__Trecho selecionado__
• • • • •
Amigos fotógrafos buscavam a luz perfeita na Bahia dos anos 1970
Arembepe, 1975
Para Mario, criar era sinônimo de viver, ou melhor, viver e criar eram a mesma coisa. Mario não gostava de nadar, dar braçadas de um ponto a outro, mas mergulhava; nunca foi um atleta, mas a força de vontade vencia as barreiras, mergulhava nas águas e nas profundezas de si mesmo.
Havia nesse viver-mergulho um forte impulso de criação que ocupava tudo, uma disposição caótica, selvagem, algo improdutiva, mas solene, apaixonada e bruta à espera de uma lapidação, uma louca compulsão progressiva sem separação do banal de todos os dias. Isso quase o levou a um final trágico e prematuro cujo saldo foram as pernas gravemente fraturadas que o incomodaram pelo resto da vida.
Vicente Sampaio | ||
Mario Cravo Neto em Arembepe, em 1975 |
Ele vivia num contínuo desafio dos limites. No carro, estava sempre em alta velocidade, como se desafiasse e competisse com si mesmo. Andávamos muito juntos pelas estradas e ruas da Bahia e, pelo estado do carro, não teria sobrevivido se estivesse ao lado dele quando aconteceu o acidente.
• • • • •
__Entradas listadas__
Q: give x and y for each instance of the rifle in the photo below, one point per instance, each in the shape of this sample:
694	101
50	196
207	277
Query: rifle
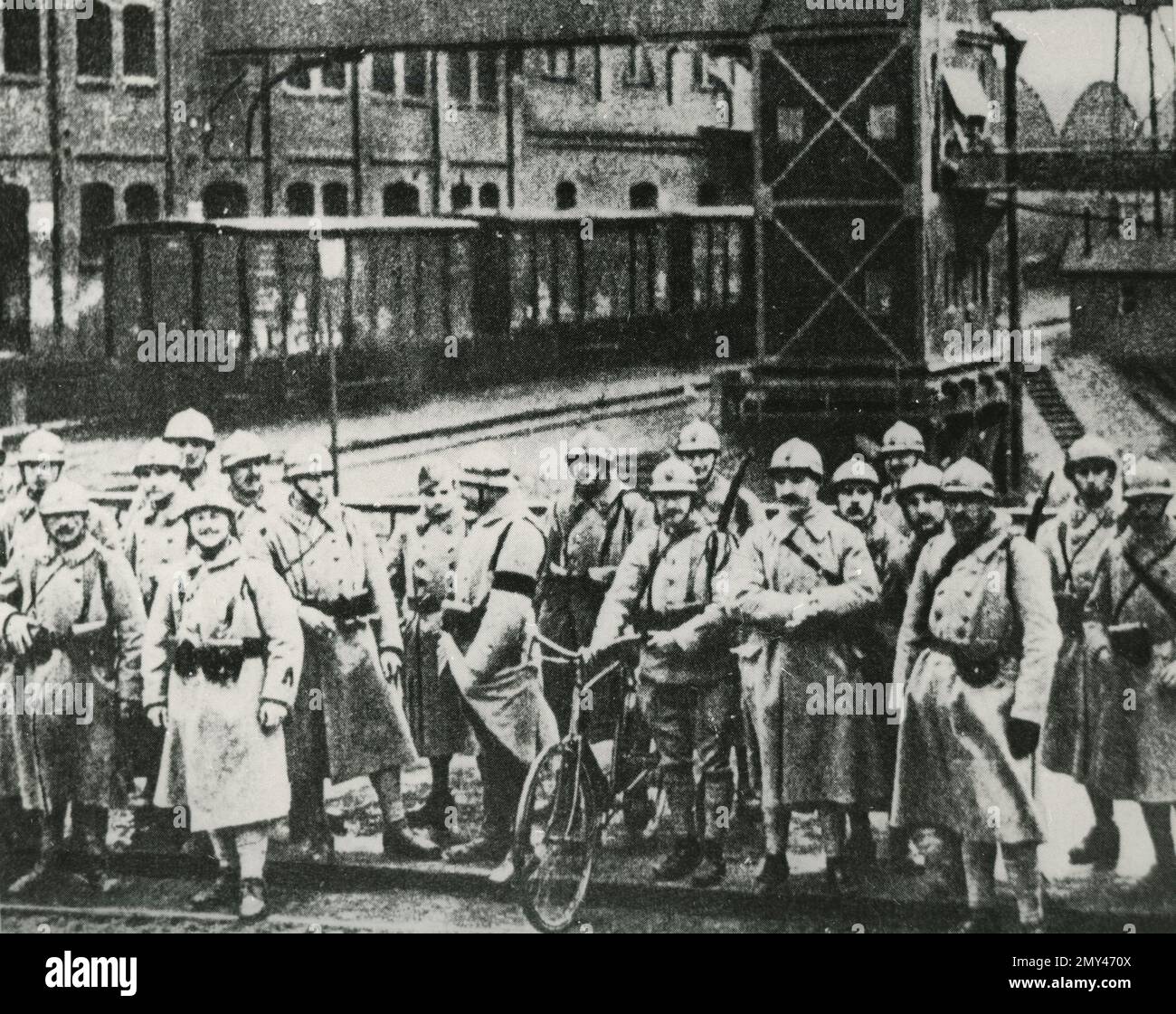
1038	509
• • • • •
__Descrição da tarefa__
Responda com base no trecho selecionado:
(a) Mario gostava de nadar?
(b) Que sequela o deixou incomodado pelo resto da vida?
(c) Em que velocidade ele costumava andar de carro?

__Resultado__
(a) Não. Ele não gostava de nadar, mas mergulhava.
(b) As pernas gravemente fraturadas.
(c) Sempre em alta velocidade.